**Extracted text**
★ ★ ★ ★
Of course, the union hasn’t approved the plan yet, and they are sure to not be pleased about their players having to play two more competitive games a season. (And if there’s an 18-game season, you can pretty much wipe out things like a 1,000-yard season as being any sort of benchmark for success.) And is certainly interesting that the league would consider putting the players through more wear and tear a day after announcing new rules to “protect” them.
Of course, Goodell has other things on his mind, like the fact that he might need to rule on Michael Vick’s status sooner rather than later. Vick left a federal prison yesterday for a bankruptcy hearing in Virginia, but the day was hardly successful. The AP reports that U.S. Department of Labor has filed complaints accusing Vick of illegally spending about $1.3 million in pension funds from one of his companies for personal reasons, including paying restitution in his dog fighting case.
This should close any debate about who the stupidest person in America is. I wonder if the Clippers have room on their staff for him?
★ ★ ★ ★
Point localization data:
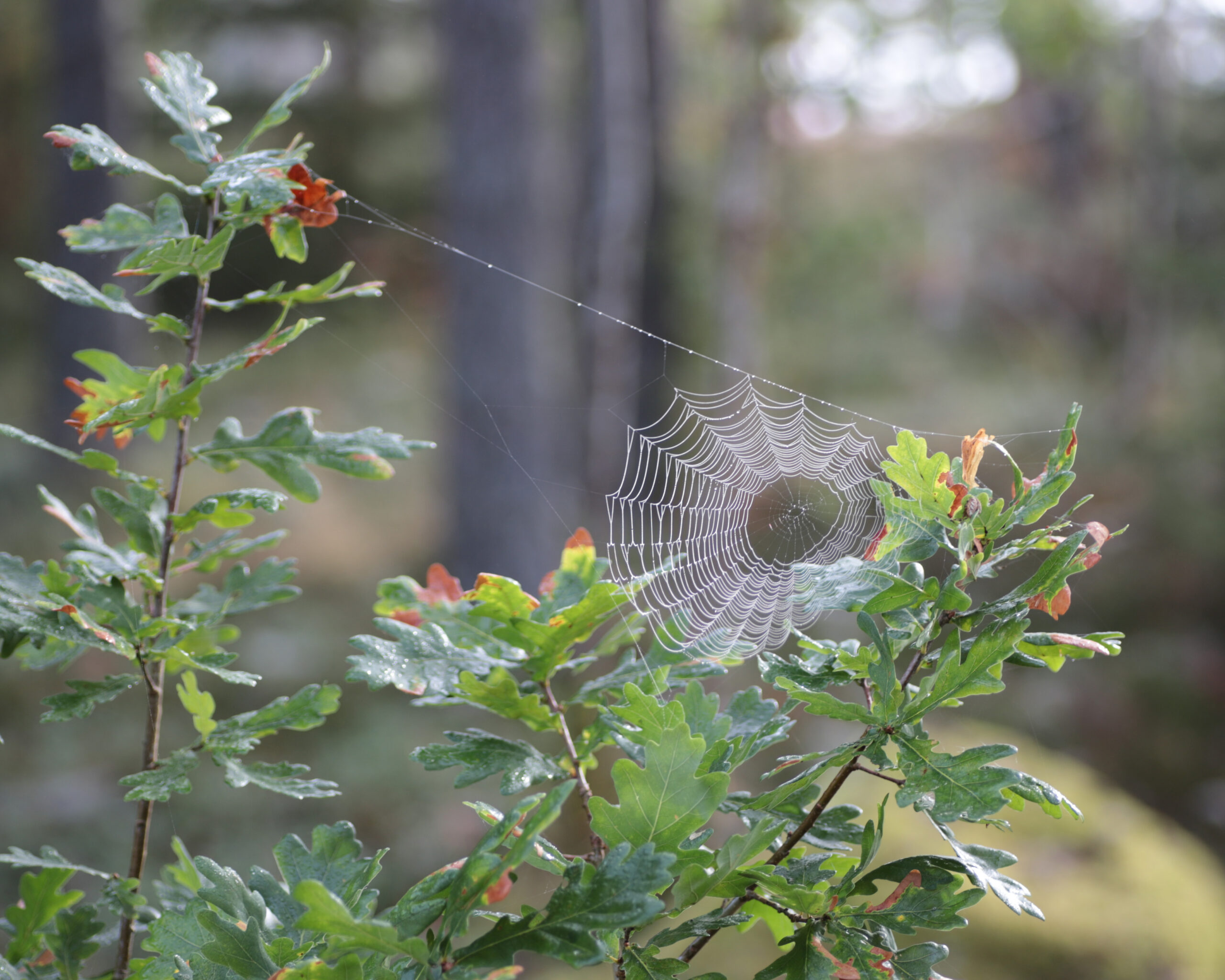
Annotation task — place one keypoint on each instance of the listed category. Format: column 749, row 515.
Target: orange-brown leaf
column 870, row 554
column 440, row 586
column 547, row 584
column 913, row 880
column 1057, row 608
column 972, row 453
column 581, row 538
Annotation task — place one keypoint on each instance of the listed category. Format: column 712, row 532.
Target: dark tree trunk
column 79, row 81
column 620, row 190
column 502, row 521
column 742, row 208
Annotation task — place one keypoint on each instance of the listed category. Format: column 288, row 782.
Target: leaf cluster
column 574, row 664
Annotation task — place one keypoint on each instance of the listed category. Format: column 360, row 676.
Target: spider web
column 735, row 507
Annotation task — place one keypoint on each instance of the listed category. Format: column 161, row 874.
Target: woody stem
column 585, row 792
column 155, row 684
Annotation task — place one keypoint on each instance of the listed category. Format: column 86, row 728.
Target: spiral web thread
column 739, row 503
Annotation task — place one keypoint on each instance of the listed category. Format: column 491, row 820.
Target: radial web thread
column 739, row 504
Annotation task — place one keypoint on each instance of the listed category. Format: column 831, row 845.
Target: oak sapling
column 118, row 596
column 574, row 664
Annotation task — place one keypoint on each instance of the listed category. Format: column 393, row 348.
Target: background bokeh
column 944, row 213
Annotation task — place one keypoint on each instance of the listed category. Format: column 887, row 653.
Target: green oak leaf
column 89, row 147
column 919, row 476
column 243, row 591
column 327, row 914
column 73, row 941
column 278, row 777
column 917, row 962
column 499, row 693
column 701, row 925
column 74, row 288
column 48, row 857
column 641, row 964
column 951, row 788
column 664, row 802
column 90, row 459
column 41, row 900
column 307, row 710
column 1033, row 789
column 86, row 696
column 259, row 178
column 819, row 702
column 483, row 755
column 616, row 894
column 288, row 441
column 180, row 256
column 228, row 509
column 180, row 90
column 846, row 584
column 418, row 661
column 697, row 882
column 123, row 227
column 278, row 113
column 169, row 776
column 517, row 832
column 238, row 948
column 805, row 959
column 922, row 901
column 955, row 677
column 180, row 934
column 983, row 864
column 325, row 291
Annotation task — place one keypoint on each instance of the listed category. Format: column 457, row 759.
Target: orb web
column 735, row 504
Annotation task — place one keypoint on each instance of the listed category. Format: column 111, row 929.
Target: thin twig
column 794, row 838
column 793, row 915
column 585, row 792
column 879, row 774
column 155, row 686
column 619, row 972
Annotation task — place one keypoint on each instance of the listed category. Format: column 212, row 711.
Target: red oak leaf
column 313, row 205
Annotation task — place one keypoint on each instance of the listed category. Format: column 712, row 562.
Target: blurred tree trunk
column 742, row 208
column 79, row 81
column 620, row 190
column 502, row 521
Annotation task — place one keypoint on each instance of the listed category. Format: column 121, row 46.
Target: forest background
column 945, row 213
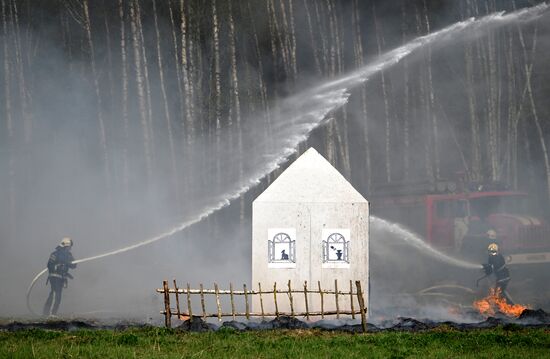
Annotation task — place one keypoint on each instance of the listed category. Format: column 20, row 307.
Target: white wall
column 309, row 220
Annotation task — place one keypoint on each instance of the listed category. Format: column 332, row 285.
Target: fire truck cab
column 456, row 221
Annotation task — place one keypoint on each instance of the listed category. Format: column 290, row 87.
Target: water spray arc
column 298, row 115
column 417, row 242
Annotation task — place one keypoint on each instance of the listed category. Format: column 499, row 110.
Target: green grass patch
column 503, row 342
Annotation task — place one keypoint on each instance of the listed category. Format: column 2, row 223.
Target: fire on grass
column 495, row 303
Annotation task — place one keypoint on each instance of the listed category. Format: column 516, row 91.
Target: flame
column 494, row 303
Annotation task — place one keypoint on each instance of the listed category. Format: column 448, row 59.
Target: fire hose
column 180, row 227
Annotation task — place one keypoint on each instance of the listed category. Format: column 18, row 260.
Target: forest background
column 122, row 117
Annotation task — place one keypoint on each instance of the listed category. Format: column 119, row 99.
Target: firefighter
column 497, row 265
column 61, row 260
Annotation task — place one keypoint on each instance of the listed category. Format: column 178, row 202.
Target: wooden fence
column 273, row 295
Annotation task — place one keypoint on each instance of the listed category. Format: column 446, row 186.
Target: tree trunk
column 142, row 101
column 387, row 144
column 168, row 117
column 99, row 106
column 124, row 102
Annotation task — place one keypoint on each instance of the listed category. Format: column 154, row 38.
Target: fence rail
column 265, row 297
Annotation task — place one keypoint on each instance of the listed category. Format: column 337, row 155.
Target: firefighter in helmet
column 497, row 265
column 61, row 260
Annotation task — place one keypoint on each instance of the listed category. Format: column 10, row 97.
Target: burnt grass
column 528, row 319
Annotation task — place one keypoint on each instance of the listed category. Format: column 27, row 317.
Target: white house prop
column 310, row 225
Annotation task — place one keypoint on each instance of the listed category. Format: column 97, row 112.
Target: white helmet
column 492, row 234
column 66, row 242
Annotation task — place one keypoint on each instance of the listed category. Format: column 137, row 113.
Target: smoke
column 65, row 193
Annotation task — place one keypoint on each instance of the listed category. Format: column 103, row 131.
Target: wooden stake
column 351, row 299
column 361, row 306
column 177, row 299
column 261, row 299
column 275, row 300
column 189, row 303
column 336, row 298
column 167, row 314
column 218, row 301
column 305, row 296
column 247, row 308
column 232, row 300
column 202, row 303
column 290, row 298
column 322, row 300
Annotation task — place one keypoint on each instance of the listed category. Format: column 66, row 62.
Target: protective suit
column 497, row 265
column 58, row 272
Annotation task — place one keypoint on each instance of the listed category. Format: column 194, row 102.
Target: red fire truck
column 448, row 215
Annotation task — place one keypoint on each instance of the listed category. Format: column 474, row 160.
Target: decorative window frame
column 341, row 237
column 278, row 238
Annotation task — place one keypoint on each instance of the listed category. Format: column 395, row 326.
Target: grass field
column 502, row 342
★ ★ ★ ★
**Task instructions**
**A)** Using the commentary, decide whether each statement agrees with it: (i) the union has already approved the league's plan; (ii) Vick left a federal prison for a bankruptcy hearing in Virginia; (iii) the complaints against Vick were filed by the U.S. Department of Justice. For each, give yes or no and quote the words of the commentary that decide it.
**B)** Copy out word for word everything in the commentary from "Of course, Goodell" down to "dog fighting case.".
The point localization data are not needed for the work here.

**Answers to the exercise**
**A)**
(i) No: "the union hasn’t approved the plan yet"
(ii) Yes: "Vick left a federal prison yesterday for a bankruptcy hearing in Virginia"
(iii) No: "U.S. Department of Labor has filed complaints"

**B)**
Of course, Goodell has other things on his mind, like the fact that he might need to rule on Michael Vick’s status sooner rather than later. Vick left a federal prison yesterday for a bankruptcy hearing in Virginia, but the day was hardly successful. The AP reports that U.S. Department of Labor has filed complaints accusing Vick of illegally spending about $1.3 million in pension funds from one of his companies for personal reasons, including paying restitution in his dog fighting case.